* _Document passage_
--
Monday, March 10, 2014

my grownup birthday list

If you've seen the movie Despicable Me, my favorite scene is when the littlest girl says, "It's sooo fluffy!!!" If you haven't seen it, take a peek:

So cute, right??  The fluffy stuff makes me smile.  But here's the thing:  It can't all be feel-good, fluffy stuff, & I'm giving fair warning that the fluff stops here on this post.
I've been reading a lot of opinions to the tune of, "We need to take care of our own" with regard to helping those outside the borders of the United States.  I even had a neighbor once say to me, "Oh, my husband would never adopt a child from another country.  He thinks we should take care of our own".  This line of thinking makes me want to vomit.  And if you're thinking of checking out at this point because you think this is a pro-adoption, everybody-should-do-it gig, hang's not.
Let me backtrack for a moment.  Joe attended K'Tyo's school conference last week.  His teacher immediately shared a story from the week before.  Their current unit of study discusses wants vs. needs.  As a class, they had a discussion about the difference between the two.  A few days later, they revisited the topic as a refresher, but K'Tyo was adamant that food, water, & shelter were wants.  His teacher confessed that she was becoming a bit frustrated with him since they had just discussed this a couple days before, so she said, "K'Tyo, why are you saying that when we just went over this?"  His response:
"Because in Ethiopia, everyone wants those things, but not everyone has them."
My son was born in Ethiopia.  I was born in the United States of America.  My son knows poverty, illness, hunger, & unclean water.  I know abundance, available health care, three meals a day plus snacks, & the water in my toilet is cleaner than what he had access to.  I have no idea why I was born here & why he was born there, but God brought our worlds together into one.  Our adopting him was not an act of charity, but an act of love.  And when people meet him, they can't help but love him, too.  Even the ones that are of the opinion that we should take care of our own love him because now it can be justified that he is one of us, right?  Well, yes he is one of us.  But I am now also one of them.  My son has brought this simple truth into reality:  We are ALL brothers & sisters, neighbors, family.
The King will reply, "Truly I tell you, whatever you did for one of the least of these brothers and sisters of mine, you did for me."
I am not a biblical scholar, but I have yet to find scripture that says, "Okay, folks, here's the deal:  I have divided the world up & you are each to take care of your own."  Am I missing it?  I don't think so.

The Parable of the Good Samaritan (New International Version)

25 On one occasion an expert in the law stood up to test Jesus. “Teacher,” he asked, “what must I do to inherit eternal life?”  26 “What is written in the Law?” he replied. “How do you read it?”
27 He answered, “‘Love the Lord your God with all your heart and with all your soul and with all your strength and with all your mind’[a]; and, ‘Love your neighbor as yourself.’[b]

28 “You have answered correctly,” Jesus replied. “Do this and you will live.”  29 But he wanted to justify himself, so he asked Jesus, “And who is my neighbor?”

30 In reply Jesus said: “A man was going down from Jerusalem to Jericho, when he was attacked by robbers. They stripped him of his clothes, beat him and went away, leaving him half dead. 31 A priest happened to be going down the same road, and when he saw the man, he passed by on the other side. 32 So too, a Levite, when he came to the place and saw him, passed by on the other side. 33 But a Samaritan, as he traveled, came where the man was; and when he saw him, he took pity on him. 34 He went to him and bandaged his wounds, pouring on oil and wine. Then he put the man on his own donkey, brought him to an inn and took care of him. 35 The next day he took out two denarii[c] and gave them to the innkeeper. ‘Look after him,’ he said, ‘and when I return, I will reimburse you for any extra expense you may have.’

36 “Which of these three do you think was a neighbor to the man who fell into the hands of robbers?”
--
(Entries from a dataset)
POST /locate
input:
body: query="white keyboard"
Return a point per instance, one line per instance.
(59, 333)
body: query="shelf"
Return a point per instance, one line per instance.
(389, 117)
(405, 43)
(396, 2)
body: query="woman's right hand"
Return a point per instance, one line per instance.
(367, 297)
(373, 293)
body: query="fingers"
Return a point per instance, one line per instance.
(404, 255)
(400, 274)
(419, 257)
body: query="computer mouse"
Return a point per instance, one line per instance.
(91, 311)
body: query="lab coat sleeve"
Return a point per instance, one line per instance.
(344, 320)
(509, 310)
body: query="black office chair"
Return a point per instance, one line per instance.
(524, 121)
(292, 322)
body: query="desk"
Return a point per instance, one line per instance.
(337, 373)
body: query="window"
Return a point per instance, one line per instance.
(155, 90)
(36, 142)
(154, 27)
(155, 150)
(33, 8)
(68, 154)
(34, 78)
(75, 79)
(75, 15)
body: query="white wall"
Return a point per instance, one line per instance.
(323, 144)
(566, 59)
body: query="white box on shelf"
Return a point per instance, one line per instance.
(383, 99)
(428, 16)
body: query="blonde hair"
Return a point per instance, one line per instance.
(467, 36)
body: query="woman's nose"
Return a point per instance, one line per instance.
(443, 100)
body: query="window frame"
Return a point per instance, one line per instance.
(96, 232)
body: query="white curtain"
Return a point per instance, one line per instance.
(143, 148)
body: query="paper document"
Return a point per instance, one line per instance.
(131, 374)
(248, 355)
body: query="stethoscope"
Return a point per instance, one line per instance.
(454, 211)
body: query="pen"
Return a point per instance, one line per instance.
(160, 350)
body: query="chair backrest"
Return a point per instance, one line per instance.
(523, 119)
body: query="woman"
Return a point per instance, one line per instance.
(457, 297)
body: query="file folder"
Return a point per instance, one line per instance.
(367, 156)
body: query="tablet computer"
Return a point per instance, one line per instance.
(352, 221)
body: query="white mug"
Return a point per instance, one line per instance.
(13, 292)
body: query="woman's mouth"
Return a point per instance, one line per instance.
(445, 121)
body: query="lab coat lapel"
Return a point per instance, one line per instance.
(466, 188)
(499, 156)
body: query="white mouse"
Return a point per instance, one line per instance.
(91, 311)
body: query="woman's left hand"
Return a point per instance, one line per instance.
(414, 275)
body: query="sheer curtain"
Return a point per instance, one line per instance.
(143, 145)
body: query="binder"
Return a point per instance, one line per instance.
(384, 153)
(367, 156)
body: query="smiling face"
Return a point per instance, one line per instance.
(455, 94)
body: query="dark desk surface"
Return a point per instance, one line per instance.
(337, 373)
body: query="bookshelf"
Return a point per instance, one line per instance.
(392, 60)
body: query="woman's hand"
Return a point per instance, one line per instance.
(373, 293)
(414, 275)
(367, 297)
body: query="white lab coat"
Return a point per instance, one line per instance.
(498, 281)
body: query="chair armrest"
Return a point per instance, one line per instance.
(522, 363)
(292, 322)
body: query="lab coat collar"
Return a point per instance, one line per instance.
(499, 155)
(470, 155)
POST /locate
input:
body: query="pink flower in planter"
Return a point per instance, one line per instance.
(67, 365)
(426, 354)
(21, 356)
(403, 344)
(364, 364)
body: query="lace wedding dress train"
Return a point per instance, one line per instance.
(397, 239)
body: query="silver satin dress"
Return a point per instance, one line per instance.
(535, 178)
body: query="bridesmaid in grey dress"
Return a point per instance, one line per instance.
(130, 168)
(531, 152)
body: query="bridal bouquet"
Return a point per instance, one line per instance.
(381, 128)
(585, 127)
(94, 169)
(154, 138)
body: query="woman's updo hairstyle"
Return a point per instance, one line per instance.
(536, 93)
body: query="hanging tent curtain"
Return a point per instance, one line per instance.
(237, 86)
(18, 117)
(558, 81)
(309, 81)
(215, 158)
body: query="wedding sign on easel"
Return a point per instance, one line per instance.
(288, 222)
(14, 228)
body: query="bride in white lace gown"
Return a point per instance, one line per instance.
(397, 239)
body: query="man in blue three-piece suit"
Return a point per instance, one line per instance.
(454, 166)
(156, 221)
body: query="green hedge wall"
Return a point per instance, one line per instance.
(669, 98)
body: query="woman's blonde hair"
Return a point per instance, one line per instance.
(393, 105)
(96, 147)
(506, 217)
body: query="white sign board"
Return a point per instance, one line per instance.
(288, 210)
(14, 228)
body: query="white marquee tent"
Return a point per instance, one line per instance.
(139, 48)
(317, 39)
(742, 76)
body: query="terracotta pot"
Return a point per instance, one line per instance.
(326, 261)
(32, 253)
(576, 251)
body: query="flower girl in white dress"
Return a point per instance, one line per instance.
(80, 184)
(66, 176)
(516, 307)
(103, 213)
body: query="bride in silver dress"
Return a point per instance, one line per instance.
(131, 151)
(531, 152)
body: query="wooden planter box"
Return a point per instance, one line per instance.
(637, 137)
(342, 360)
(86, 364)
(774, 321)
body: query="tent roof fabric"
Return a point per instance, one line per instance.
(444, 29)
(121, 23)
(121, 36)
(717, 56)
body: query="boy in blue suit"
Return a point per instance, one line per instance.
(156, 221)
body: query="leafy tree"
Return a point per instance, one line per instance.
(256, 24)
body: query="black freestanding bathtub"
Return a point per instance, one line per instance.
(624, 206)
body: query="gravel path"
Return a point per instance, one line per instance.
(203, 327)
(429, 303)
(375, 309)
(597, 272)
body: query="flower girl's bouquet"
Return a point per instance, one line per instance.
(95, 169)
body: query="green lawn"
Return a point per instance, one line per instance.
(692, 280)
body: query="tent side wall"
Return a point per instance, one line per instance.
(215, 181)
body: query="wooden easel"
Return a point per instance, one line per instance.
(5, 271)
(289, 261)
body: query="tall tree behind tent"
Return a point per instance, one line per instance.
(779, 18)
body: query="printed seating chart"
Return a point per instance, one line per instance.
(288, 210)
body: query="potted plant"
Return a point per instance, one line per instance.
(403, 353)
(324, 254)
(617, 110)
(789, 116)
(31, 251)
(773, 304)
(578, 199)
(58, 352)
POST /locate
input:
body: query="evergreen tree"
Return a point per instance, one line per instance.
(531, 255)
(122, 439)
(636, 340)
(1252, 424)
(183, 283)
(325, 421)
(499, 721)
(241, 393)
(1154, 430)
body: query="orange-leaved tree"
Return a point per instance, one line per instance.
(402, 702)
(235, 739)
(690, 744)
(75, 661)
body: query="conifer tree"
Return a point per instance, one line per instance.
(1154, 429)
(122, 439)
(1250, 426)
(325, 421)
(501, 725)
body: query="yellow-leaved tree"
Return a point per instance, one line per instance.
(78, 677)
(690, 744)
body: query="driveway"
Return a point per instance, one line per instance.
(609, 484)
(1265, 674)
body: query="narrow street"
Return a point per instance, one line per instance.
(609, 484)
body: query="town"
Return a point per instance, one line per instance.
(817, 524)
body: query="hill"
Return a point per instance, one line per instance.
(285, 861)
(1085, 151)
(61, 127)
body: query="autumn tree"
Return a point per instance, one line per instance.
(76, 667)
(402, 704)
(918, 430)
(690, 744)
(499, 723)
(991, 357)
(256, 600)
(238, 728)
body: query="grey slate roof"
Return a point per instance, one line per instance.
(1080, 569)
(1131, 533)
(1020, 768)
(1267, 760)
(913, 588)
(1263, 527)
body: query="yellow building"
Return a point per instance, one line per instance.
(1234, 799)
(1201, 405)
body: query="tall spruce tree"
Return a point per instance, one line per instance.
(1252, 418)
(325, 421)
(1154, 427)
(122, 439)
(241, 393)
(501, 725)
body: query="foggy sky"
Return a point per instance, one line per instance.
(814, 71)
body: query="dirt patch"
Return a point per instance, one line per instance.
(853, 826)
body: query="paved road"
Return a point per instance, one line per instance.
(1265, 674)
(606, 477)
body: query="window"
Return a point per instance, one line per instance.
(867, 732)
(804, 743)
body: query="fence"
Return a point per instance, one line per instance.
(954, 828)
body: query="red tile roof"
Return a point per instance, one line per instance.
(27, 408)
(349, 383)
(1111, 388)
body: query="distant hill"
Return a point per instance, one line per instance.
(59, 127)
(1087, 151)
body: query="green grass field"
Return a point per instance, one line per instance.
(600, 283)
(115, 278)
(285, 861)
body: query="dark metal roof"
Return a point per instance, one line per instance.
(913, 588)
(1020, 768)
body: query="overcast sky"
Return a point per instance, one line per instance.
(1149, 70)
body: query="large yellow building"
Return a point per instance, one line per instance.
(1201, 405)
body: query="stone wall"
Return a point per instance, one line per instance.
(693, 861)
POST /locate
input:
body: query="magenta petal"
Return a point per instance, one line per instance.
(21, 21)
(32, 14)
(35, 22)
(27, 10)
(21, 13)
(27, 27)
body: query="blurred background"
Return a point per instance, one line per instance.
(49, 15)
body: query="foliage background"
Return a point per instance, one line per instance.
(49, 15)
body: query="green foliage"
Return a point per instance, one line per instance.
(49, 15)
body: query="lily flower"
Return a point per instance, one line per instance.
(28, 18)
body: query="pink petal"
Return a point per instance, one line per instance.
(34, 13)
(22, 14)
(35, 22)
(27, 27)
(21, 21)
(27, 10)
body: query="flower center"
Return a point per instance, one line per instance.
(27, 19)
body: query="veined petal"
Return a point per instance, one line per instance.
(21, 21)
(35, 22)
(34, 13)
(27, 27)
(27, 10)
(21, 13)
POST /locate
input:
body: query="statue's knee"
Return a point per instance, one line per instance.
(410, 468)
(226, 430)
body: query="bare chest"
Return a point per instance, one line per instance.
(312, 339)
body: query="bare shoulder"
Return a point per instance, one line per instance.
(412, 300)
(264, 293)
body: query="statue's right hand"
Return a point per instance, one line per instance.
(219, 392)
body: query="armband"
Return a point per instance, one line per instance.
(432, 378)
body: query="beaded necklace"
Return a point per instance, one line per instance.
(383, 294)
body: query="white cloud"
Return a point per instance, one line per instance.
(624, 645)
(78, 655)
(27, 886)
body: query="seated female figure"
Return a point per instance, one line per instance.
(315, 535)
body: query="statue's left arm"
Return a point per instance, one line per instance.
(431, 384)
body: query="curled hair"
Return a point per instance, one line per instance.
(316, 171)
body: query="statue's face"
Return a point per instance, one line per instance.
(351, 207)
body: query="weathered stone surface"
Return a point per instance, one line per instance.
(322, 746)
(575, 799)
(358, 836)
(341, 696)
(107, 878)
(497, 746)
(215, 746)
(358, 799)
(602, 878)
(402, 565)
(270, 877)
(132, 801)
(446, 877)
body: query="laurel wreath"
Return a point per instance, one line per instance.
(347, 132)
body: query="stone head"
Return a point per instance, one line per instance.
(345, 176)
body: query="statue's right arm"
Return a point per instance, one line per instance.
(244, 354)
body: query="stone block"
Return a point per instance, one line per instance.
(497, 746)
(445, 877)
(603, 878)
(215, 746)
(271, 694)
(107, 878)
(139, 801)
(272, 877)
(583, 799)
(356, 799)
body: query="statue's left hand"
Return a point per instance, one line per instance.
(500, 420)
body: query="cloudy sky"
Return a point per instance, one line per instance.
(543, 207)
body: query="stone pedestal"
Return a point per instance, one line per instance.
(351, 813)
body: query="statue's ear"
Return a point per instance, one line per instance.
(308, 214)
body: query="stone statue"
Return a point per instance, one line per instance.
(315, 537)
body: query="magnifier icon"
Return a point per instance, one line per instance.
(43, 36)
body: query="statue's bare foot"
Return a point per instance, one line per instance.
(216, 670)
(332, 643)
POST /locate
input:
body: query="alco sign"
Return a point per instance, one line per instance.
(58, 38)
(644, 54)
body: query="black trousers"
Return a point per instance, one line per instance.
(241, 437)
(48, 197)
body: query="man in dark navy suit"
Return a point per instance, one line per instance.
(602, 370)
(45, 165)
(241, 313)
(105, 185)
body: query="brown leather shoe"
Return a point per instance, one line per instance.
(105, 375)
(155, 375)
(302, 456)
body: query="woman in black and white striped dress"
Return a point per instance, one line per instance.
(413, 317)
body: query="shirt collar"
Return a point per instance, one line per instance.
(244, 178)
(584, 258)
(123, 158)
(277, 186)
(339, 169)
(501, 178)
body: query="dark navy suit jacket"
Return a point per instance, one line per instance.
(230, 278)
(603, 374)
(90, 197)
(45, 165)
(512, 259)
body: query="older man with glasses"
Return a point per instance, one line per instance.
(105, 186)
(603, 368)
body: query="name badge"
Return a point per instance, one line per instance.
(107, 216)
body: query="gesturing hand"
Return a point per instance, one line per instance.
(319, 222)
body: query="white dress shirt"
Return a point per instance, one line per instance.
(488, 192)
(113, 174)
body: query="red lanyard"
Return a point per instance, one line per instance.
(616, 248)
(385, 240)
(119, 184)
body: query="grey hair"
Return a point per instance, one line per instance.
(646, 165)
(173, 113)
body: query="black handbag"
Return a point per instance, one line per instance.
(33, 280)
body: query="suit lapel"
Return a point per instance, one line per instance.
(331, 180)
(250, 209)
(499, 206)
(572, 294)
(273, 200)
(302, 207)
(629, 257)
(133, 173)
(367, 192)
--
* _Given task A_
In the blog post, what reason did K'Tyo give for calling food, water, and shelter wants?
* _Given task B_
Reproduce the blog post from "my grownup birthday" up to and including "gig, hang's not.".

* _Task answer A_
He said that in Ethiopia everyone wants those things, but not everyone has them.

* _Task answer B_
my grownup birthday list

If you've seen the movie Despicable Me, my favorite scene is when the littlest girl says, "It's sooo fluffy!!!" If you haven't seen it, take a peek:

So cute, right??  The fluffy stuff makes me smile.  But here's the thing:  It can't all be feel-good, fluffy stuff, & I'm giving fair warning that the fluff stops here on this post.
I've been reading a lot of opinions to the tune of, "We need to take care of our own" with regard to helping those outside the borders of the United States.  I even had a neighbor once say to me, "Oh, my husband would never adopt a child from another country.  He thinks we should take care of our own".  This line of thinking makes me want to vomit.  And if you're thinking of checking out at this point because you think this is a pro-adoption, everybody-should-do-it gig, hang's not.